Goal of the exercise — Reproduce verbatim the lines running from the line containing "where it errs." through the line containing "box: [82, 129, 1171, 727]", both lines included, and return nothing else.
───── Information supplied ─────
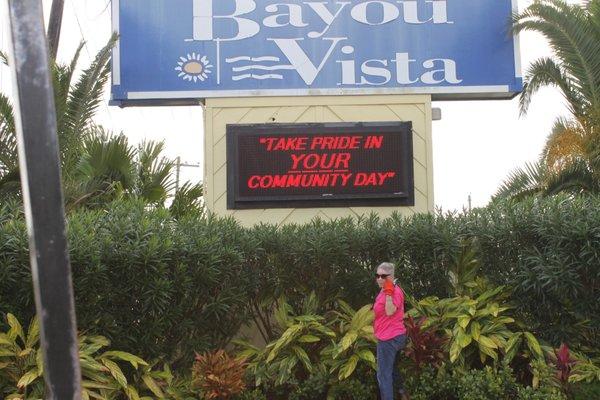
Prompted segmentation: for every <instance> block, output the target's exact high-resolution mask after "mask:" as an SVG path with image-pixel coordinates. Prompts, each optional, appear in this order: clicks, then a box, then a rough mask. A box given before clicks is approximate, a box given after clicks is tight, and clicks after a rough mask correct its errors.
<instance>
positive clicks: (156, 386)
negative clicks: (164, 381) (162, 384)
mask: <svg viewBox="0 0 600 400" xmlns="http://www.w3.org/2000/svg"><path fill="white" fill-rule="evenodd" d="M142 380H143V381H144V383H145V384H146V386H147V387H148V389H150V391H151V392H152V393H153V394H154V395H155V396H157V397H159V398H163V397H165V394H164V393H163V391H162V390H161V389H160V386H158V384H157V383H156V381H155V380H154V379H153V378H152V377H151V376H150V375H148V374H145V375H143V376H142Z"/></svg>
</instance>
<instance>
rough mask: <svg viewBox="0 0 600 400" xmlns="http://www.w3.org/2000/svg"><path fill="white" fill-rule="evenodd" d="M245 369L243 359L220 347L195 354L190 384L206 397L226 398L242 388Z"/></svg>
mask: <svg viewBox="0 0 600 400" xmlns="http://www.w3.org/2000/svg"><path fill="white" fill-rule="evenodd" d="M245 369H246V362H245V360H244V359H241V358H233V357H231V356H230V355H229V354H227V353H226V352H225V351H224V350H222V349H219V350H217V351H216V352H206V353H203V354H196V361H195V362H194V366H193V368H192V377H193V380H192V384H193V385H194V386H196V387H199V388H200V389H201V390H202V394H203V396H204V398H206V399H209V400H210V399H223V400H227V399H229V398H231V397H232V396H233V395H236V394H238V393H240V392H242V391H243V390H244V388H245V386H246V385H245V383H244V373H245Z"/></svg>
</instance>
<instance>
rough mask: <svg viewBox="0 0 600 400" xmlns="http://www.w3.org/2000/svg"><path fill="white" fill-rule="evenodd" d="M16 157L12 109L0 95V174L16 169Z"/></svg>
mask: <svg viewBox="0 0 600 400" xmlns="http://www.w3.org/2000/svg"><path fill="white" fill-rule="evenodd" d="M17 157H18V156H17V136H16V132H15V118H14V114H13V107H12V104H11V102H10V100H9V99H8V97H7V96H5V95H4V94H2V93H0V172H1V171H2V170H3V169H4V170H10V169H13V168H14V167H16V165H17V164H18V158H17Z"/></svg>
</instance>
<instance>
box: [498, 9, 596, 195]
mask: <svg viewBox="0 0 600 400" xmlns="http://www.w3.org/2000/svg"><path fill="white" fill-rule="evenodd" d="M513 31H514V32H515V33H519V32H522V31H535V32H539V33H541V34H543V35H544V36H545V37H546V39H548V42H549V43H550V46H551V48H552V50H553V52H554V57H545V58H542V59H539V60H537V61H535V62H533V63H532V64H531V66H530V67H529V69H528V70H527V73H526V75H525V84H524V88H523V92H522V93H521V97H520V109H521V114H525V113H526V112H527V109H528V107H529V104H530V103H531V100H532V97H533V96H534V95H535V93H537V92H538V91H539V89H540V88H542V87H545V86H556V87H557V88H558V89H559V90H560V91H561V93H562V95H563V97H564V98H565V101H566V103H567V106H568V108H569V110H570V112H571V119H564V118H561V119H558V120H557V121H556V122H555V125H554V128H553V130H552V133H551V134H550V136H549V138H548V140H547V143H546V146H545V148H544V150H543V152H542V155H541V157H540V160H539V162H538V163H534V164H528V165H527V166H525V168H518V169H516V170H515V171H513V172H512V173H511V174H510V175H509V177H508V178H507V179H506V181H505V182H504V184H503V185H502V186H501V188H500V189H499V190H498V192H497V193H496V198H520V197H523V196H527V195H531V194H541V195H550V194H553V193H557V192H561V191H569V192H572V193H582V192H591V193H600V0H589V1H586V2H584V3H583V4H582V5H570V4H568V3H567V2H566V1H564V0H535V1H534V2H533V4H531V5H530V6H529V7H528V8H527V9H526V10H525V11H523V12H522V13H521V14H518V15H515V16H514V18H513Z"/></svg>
─────
───── Information supplied ─────
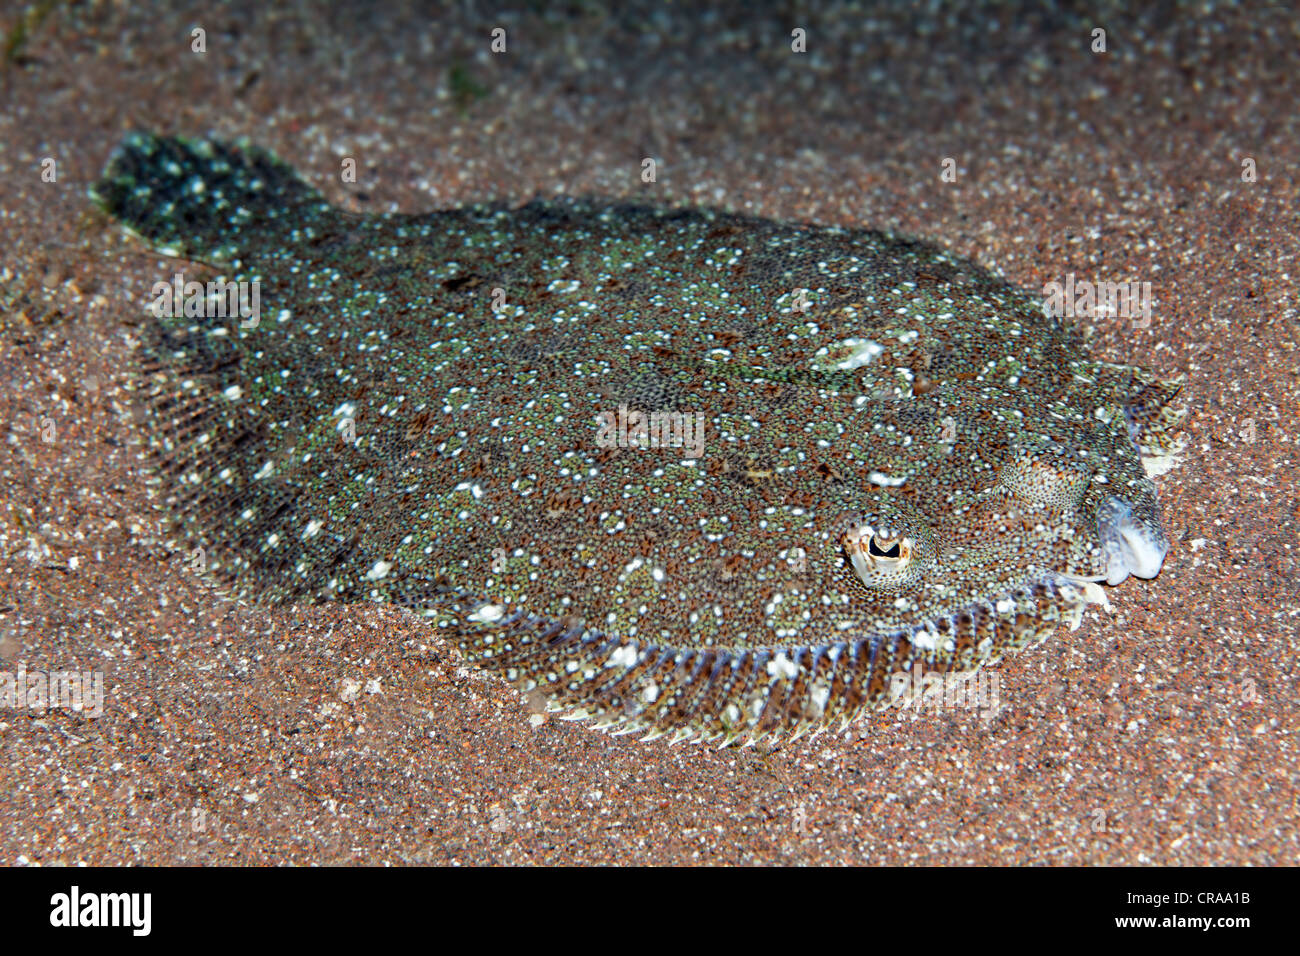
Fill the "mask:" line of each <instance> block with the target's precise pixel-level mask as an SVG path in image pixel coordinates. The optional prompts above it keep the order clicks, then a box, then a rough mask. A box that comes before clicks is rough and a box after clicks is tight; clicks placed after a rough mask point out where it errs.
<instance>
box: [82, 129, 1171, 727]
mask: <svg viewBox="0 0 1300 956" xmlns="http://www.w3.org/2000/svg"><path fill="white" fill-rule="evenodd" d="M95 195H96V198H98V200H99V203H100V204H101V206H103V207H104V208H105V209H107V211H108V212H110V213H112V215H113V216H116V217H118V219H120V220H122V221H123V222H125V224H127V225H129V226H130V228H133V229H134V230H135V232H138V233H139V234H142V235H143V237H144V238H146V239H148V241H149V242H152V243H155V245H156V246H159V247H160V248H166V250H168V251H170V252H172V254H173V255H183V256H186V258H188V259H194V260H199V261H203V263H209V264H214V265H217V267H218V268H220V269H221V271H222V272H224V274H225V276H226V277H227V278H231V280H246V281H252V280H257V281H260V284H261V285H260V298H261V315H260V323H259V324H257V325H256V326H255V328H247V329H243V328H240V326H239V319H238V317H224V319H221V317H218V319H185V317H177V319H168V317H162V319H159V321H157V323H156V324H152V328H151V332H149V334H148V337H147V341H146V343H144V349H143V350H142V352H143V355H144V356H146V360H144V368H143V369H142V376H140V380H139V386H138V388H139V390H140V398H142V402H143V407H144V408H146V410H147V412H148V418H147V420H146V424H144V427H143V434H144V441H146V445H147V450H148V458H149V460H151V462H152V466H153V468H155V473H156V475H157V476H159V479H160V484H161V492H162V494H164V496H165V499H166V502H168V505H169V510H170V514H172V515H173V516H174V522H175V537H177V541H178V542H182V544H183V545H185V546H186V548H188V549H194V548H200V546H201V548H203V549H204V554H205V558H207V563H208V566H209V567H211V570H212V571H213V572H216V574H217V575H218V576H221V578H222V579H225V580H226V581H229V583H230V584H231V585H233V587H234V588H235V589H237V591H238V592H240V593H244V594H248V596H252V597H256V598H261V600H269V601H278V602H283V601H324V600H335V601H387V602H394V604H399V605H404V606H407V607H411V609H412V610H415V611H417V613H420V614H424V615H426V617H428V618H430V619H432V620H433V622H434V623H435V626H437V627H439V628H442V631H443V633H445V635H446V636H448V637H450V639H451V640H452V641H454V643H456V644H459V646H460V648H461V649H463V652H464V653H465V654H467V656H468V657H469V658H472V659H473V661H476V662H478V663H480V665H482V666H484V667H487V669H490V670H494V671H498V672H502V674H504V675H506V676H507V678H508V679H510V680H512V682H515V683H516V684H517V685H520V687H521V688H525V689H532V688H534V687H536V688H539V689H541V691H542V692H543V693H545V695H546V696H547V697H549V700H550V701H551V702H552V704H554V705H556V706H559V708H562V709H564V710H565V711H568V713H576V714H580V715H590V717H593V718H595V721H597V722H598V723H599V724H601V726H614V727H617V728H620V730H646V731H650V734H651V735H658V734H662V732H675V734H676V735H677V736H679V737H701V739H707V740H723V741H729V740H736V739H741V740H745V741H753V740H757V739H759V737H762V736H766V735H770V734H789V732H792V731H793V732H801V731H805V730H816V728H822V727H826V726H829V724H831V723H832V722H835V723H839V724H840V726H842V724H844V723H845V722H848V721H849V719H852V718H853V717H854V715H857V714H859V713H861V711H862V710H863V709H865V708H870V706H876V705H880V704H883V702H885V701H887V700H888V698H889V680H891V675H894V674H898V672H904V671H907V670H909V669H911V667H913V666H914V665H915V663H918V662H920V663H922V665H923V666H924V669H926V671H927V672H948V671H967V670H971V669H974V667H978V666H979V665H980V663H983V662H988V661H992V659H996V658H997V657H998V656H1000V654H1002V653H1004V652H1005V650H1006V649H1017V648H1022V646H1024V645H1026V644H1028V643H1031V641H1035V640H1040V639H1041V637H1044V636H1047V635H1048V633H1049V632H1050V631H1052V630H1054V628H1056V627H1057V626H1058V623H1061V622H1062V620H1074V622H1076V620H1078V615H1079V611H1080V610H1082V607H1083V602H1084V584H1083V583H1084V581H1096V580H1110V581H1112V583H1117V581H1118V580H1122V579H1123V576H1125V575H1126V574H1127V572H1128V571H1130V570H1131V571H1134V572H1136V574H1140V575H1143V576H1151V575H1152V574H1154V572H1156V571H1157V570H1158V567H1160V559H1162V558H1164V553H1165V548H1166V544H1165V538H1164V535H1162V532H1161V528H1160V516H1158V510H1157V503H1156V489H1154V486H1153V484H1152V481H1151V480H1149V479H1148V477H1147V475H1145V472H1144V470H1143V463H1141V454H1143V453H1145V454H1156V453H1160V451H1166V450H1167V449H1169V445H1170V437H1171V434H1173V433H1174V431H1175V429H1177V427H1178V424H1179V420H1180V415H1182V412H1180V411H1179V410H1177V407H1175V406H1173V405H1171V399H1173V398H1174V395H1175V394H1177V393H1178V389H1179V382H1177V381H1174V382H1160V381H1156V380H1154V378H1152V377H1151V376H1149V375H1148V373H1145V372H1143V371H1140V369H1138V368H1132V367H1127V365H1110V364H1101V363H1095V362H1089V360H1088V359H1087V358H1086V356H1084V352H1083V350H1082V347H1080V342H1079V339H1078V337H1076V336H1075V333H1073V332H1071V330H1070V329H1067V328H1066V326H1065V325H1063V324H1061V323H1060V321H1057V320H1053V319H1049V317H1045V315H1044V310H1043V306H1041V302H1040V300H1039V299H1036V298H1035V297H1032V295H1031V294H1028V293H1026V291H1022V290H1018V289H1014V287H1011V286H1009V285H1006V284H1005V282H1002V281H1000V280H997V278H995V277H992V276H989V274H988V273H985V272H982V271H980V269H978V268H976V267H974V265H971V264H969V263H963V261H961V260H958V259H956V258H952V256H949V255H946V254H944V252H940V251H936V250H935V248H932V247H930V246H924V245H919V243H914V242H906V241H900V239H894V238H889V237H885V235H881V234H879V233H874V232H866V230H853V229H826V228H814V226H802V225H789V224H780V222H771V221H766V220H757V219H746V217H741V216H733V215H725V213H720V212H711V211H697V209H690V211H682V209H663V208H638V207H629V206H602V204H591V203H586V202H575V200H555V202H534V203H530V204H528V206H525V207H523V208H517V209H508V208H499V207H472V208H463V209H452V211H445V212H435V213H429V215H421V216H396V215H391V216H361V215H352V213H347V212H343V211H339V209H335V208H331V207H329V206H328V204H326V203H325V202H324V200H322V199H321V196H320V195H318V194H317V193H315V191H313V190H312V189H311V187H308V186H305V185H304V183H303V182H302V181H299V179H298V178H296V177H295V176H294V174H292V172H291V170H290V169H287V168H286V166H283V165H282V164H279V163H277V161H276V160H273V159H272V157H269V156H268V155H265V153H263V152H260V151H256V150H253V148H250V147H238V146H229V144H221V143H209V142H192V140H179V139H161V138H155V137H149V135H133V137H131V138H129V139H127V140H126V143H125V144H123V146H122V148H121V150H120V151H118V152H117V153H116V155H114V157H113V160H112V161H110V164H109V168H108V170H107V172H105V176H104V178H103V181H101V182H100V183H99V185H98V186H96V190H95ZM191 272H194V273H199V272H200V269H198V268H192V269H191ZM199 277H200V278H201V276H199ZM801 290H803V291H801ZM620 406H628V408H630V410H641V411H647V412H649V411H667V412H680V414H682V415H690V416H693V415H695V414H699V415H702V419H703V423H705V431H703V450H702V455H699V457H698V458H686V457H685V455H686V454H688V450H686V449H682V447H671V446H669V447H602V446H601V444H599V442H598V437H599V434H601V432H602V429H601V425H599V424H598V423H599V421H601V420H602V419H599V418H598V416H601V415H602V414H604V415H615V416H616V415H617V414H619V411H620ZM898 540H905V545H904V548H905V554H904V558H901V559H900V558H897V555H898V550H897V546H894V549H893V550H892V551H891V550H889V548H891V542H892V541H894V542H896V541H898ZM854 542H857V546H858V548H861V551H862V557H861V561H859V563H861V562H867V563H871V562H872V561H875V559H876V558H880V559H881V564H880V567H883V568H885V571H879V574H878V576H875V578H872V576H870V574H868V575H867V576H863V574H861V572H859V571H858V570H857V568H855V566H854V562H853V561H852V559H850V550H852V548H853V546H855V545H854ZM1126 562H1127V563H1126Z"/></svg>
─────
Answer to the exercise —
Fill the "mask:" line of each <instance> block with the target's precise pixel-level mask as an SVG path in image pixel coordinates. The optional prompts above it keep the order clicks, then a box, then a rough mask. A box that comes before clicks is rough and a box after clicks is tight; clicks placed after a rough mask point out where it errs.
<instance>
box: [82, 129, 1171, 727]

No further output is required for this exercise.